REQUIRED TASK
Repeat the material below verbatim, line for line, and leave the pictures out of your output.

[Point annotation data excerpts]
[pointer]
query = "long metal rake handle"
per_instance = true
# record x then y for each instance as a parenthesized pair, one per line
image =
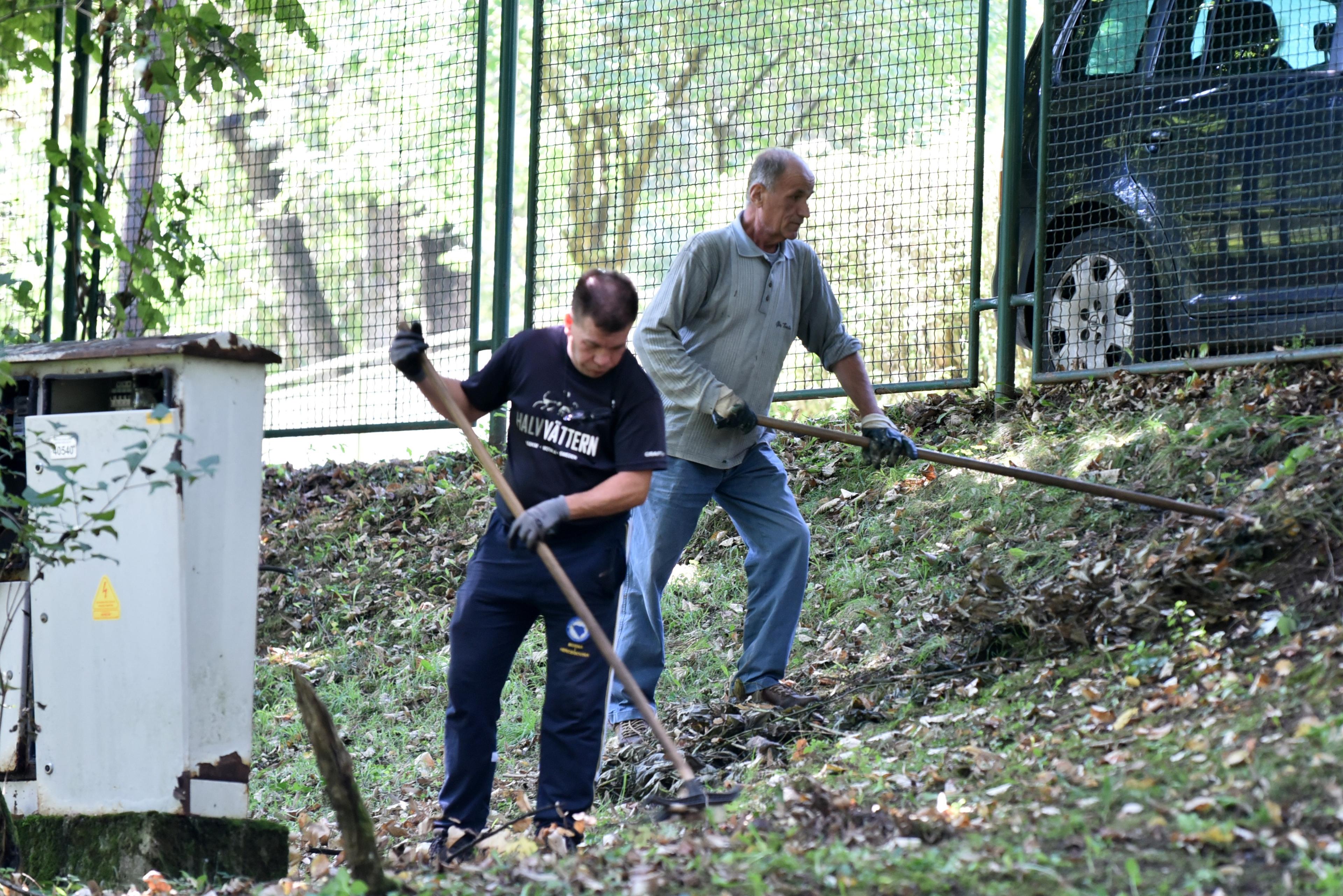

WRITTEN REPLY
[pointer]
query = "long metal rake handle"
per_instance = true
# record x then y for each instance as a parenthesized pair, one per line
image =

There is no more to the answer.